## READING PASSAGE
Category: Spam

A reCAPTCHA Dilemma?

Here’s a possible conundrum worthy of the New York Times’s ethicist, Randy Cohen (no relation to your’s truly). I have been a major proponent of reCAPTCHA, the red and yellow box at the bottom of my blog posts that uses words from books scanned by the Internet Archive/Open Content Alliance as a system to prevent comment spam. At the same time visitors decipher the words in that box to add a comment, they help to turn old texts into accurate, useful transcriptions. My glee about killing two birds with one stone has soured a bit after discovering something unsettling: I still get comment spam on my blog, and a lot of it–thousands and thousands of bogus comments.

My investigation of these comments–checking IP addresses, looking at patterns of posting and the links therein, and other discussions of how solid reCAPTCHA’s technology is (e.g., it doesn’t seem susceptible to a “relay attack,” where a puzzle is redirected by the spammer to a unsuspecting person logging onto another site)–leads me to the depressing conclusion that these comments are not done by bots or unwitting third parties. Rather, they are added by hand, one at a time, intentionally. Real human beings are figuring out the blurry words from those old books to insert vaguely plausible comments (“Nice post! Check out my site for more on the same topic.”).

(Bounding-box records)
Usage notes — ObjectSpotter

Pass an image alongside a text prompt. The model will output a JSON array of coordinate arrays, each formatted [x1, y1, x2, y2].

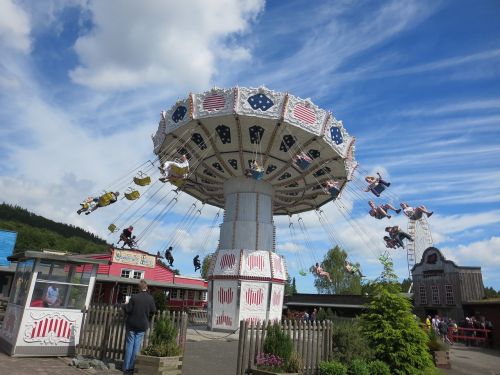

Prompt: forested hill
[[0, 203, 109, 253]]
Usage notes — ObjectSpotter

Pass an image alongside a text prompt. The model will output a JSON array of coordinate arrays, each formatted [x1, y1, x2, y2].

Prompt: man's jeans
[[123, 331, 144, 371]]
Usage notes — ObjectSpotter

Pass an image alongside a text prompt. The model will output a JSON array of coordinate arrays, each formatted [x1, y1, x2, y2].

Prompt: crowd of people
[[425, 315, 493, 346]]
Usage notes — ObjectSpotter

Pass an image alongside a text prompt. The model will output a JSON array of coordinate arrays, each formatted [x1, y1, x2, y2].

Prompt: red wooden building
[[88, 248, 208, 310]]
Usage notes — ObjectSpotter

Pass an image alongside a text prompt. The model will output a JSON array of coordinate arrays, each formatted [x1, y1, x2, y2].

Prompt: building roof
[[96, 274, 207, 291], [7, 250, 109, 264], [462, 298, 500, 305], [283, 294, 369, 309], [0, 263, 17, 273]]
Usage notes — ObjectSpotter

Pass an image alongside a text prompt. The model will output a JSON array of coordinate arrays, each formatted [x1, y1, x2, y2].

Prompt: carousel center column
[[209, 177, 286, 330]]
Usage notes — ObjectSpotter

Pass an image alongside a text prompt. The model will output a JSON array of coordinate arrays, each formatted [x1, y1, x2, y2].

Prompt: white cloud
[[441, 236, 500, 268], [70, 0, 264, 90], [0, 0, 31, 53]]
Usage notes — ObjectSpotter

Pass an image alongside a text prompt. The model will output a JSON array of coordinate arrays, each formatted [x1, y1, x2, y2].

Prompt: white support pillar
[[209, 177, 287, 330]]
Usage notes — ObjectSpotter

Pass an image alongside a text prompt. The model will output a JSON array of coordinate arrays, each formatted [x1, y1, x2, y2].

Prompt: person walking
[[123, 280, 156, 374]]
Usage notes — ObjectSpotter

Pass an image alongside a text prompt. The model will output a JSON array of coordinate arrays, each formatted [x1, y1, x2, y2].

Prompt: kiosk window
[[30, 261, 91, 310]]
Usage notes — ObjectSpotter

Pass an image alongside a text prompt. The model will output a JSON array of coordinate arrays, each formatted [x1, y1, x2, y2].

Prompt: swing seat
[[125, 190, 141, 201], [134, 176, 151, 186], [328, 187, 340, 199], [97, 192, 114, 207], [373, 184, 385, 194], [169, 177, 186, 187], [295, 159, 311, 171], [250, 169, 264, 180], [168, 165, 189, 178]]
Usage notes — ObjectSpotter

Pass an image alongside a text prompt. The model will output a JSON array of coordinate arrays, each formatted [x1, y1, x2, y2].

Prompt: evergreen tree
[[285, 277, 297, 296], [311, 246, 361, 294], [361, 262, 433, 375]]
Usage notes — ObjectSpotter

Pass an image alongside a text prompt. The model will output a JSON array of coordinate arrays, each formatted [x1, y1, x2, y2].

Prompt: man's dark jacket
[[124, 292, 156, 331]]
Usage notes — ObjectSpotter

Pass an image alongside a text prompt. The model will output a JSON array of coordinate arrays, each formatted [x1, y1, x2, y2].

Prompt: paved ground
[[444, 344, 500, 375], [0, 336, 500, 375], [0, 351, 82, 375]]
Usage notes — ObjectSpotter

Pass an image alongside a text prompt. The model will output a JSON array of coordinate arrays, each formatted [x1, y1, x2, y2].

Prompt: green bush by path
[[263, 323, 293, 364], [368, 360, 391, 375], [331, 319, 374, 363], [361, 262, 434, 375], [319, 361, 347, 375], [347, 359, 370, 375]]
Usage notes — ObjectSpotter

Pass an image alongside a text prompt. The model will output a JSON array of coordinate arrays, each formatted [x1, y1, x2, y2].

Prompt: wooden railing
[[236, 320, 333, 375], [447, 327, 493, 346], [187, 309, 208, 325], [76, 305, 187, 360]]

## DIRECTIVES
1) In the blog post about reCAPTCHA, what colors does the writer give for the reCAPTCHA box at the bottom of the posts?
2) Translate this sentence from the blog post about reCAPTCHA into Spanish: "Rather, they are added by hand, one at a time, intentionally."
3) Carry on the blog post about reCAPTCHA and comment spam from where it stops.

## ANSWERS BY TASK
1) Red and yellow.

2) Más bien, se añaden a mano, uno por uno, de forma intencionada.

3)
I suppose it’s good news that the spammers are being used as human OCR. By my calculations they’ve decoded, word by word, about 50 pages of text on my blog alone. (Real commenters have transcribed about a half a page.) But I suspect–and would be happy to be proven wrong in real comments, below–that many of the actual people solving the reCAPTCHA are being paid pennies an hour by spam overlords to boost the Google rankings of their clients by adding keyword-rich linked comments to sites with high PageRank.

So in a sense, reCAPTCHA leads to a kind of indirect outsourcing similar to sending a book to be “rekeyed” by low-paid, third-world typists.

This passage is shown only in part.